* **PROBLEM A**
Translate this sentence from the passage on soil conservation in Ethiopia into Spanish: "Emphasis was given to the quantity of measures rather than the quality of measures."

* **TEXT TO READ**
**********
Table 1 Soil and water conservation adoption phases and their indicators

Soil and Water Conservation Practices in Ethiopia

The importance of soil conservation was largely neglected in Ethiopia prior to 1974. The problem attracted the attention of policy makers and international donors only after the disastrous drought and famine of 1974. An effort to halt the problem of soil erosion started after the Ethiopian government initiated massive soil conservation programs following the 1975 land reform. A large number of conservation and afforestation projects were undertaken by food-for-work (FFW) programs (Hurni 1988). This massive campaign in soil conservation under FFW did not bring a wide dissemination and adoption of the practices by farmers. This is because farmers constructed SWC practices during the campaign, but they had no interest to implement or expand these without food for work (Shiferaw and Holden 1998). Most of the conservation measures were removed after the government changed in 1991 (Shiferaw and Holden 1998).

Between 1995 and 2009, soil conservation activities have been undertaken as part of the agricultural extension package of the present government through mass mobilization with a top-down approach and without incentives for the time farmers spent on SWC activities. The approach was to construct conservation measures at individual level but not at watershed level. Emphasis was given to the quantity of measures rather than the quality of measures. SWC is mainly limited to physical measures. Dis-adoption and non-adoption of SWC measures were common phenomena in this period. This indicates that the extension system did not bring about behavioral changes among farmers probably because the focus was on changing the farmland rather than farmers’ behavior.
**********
* **PROBLEM B**
Reproduce the records word for word, from the line that contains "Where can the knee" through the final line of the records.
**********
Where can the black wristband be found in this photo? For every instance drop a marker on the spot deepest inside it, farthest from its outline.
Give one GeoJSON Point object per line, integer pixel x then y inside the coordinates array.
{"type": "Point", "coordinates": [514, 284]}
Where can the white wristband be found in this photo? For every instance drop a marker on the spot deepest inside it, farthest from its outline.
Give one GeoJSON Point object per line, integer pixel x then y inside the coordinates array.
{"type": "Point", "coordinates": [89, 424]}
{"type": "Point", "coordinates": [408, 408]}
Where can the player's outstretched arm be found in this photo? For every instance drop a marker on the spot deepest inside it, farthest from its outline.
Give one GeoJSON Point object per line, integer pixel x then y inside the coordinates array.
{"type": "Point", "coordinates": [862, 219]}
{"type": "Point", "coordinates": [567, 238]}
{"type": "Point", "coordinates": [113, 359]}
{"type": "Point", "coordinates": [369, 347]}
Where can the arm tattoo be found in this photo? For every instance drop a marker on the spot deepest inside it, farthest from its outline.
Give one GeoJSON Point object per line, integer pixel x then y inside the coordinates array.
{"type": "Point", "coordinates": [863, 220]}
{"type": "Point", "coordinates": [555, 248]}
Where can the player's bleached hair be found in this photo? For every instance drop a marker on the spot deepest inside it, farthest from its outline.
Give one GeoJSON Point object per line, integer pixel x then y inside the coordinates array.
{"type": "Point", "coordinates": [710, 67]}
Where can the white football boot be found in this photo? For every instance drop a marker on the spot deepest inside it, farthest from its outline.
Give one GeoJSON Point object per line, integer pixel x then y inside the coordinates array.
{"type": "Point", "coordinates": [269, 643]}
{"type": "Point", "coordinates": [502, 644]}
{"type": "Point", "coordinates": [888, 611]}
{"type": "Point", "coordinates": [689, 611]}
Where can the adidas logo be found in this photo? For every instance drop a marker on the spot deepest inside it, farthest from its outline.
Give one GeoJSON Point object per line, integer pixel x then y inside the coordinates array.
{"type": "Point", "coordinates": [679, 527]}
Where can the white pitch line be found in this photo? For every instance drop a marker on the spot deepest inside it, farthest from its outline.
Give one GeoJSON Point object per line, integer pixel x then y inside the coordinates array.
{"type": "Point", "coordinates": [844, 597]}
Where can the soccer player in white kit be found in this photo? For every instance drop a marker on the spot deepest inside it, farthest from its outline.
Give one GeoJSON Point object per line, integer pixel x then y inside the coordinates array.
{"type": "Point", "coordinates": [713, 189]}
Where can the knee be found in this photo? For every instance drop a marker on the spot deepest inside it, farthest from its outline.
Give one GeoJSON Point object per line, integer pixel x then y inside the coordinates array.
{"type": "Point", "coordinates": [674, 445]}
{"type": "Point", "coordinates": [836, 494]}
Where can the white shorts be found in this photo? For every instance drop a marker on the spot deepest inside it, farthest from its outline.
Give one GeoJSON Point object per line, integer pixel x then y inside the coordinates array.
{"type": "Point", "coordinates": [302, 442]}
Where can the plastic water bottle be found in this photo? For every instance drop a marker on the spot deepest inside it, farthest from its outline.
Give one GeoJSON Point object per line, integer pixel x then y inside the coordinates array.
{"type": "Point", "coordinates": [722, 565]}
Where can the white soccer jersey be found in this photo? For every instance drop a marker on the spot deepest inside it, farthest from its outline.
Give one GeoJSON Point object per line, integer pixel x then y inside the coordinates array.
**********
* **SOLUTION A**
Se dio énfasis a la cantidad de medidas más que a la calidad de las medidas.

* **SOLUTION B**
Where can the knee be found in this photo? For every instance drop a marker on the spot deepest inside it, farthest from its outline.
Give one GeoJSON Point object per line, integer pixel x then y inside the coordinates array.
{"type": "Point", "coordinates": [674, 445]}
{"type": "Point", "coordinates": [836, 494]}
Where can the white shorts be found in this photo? For every instance drop a marker on the spot deepest inside it, farthest from its outline.
Give one GeoJSON Point object per line, integer pixel x then y inside the coordinates array.
{"type": "Point", "coordinates": [302, 442]}
Where can the plastic water bottle be found in this photo? For every instance drop a marker on the spot deepest inside it, farthest from its outline.
Give one GeoJSON Point object per line, integer pixel x then y inside the coordinates array.
{"type": "Point", "coordinates": [722, 565]}
Where can the white soccer jersey be found in this photo? For every instance drop a marker on the spot deepest inside it, farthest from its outline.
Give one GeoJSON Point object per line, integer pixel x then y inside the coordinates array.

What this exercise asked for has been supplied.